** Opening Supplied entries block **
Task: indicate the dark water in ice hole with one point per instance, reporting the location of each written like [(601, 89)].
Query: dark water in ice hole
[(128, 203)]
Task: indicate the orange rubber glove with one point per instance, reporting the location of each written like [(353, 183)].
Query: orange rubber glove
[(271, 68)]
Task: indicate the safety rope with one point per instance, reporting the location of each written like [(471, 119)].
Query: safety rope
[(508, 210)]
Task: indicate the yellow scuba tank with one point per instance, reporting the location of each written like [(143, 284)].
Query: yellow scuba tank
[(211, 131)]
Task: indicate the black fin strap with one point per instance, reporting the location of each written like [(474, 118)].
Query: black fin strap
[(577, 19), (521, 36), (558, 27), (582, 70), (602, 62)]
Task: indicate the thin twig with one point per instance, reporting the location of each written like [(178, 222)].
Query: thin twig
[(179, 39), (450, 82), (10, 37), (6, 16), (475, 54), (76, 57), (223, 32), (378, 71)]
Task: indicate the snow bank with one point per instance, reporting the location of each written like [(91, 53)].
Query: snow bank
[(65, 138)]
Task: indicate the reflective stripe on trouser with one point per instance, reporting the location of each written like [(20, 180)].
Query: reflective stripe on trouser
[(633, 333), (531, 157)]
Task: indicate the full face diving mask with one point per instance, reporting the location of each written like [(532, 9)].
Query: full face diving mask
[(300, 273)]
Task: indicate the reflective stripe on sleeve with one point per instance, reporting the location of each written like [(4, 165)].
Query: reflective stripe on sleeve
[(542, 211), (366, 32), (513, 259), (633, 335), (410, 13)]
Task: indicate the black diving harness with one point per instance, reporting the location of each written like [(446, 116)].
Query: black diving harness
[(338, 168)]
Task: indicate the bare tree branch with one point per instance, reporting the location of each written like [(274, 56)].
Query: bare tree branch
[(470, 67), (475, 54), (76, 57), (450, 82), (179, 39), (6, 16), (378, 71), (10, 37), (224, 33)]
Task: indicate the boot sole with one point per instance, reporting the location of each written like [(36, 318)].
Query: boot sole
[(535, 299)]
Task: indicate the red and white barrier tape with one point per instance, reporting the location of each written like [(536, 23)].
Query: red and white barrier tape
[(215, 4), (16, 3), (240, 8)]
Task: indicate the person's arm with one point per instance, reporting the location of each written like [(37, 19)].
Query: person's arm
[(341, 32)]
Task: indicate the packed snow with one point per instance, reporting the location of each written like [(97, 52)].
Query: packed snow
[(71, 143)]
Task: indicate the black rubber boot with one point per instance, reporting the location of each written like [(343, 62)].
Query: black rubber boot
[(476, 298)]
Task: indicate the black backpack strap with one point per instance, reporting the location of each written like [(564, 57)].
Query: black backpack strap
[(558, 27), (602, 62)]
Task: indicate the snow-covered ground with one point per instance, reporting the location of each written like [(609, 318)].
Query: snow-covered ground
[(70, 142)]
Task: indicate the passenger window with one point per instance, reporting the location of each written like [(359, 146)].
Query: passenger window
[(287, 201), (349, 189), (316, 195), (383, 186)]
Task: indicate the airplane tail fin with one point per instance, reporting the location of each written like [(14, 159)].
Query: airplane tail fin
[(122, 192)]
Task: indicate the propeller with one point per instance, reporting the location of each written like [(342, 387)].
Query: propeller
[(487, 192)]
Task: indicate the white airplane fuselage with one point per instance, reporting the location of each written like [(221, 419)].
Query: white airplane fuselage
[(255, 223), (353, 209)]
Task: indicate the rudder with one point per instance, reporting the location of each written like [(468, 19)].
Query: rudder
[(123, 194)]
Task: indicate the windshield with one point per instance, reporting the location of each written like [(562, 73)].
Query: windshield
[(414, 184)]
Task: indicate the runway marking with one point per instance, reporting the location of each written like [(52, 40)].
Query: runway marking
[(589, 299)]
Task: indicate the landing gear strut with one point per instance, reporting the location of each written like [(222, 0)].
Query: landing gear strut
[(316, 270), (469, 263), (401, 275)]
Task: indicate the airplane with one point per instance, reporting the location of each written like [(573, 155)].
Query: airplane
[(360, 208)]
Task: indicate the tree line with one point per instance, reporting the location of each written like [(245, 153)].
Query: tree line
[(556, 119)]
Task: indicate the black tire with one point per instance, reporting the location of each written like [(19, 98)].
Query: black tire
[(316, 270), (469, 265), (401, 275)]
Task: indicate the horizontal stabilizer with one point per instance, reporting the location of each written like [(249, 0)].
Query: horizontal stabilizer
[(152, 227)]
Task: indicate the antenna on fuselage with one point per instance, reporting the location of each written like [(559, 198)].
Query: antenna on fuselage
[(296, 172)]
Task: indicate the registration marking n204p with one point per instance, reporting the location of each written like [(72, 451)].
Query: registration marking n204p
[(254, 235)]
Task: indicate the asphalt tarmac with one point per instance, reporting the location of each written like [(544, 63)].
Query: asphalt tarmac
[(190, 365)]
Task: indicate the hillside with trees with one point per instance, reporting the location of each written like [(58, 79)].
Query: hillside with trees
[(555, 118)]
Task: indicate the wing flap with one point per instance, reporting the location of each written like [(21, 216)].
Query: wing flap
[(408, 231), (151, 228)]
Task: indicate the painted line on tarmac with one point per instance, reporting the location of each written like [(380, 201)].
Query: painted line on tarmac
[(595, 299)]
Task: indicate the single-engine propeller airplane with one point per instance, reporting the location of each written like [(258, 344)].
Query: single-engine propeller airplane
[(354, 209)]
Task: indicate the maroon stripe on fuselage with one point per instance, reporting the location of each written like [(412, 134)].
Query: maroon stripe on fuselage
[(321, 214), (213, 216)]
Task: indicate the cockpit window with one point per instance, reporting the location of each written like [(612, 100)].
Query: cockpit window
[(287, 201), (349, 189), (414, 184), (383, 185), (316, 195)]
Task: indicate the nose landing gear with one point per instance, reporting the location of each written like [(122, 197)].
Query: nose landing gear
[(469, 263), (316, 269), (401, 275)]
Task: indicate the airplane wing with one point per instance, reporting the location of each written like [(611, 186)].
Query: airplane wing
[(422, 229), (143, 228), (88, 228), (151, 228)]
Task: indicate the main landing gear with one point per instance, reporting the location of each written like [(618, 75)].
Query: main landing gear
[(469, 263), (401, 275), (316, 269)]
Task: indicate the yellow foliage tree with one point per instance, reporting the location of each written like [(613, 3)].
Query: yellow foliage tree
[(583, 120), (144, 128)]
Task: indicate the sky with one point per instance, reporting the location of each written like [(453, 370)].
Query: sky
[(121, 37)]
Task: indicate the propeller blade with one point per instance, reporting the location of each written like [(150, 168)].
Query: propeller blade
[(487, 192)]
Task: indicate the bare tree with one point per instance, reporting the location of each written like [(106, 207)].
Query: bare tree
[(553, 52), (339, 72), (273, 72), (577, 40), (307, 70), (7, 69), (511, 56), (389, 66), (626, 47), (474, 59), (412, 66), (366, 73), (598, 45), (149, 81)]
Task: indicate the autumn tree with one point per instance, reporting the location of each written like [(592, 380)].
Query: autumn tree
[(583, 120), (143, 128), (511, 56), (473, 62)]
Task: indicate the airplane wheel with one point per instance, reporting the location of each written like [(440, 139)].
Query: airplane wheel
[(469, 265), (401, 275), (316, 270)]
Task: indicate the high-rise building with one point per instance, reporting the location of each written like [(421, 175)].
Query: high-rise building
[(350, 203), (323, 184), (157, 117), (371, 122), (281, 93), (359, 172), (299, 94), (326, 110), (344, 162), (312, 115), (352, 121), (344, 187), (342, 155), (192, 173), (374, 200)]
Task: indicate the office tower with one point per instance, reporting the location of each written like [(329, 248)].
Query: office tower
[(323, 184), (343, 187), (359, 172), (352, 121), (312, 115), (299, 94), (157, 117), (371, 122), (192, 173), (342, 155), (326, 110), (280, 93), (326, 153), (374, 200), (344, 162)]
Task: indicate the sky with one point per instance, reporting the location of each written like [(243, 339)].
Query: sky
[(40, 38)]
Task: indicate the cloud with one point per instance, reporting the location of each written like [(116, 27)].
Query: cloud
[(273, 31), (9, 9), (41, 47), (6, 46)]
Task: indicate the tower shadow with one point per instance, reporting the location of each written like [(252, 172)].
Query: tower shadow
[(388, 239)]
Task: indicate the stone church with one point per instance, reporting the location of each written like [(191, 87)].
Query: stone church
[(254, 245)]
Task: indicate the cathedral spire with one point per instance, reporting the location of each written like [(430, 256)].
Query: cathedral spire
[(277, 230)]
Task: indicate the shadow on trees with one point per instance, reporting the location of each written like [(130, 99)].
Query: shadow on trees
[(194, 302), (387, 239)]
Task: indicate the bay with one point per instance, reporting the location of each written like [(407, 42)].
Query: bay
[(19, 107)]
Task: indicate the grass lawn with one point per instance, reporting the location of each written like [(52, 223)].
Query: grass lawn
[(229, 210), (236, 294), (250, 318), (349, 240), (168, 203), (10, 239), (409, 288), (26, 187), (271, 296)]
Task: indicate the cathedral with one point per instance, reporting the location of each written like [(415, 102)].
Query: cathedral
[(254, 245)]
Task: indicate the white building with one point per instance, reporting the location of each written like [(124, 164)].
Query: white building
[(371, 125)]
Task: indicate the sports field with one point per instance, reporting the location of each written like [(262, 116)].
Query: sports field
** Closing Supplied entries block **
• [Task prompt]: Show all lines above holding the word "sports".

• [Result]:
Task: indicate the sports field with one point per instance, reporting the location of each written like [(262, 116)].
Query: sports field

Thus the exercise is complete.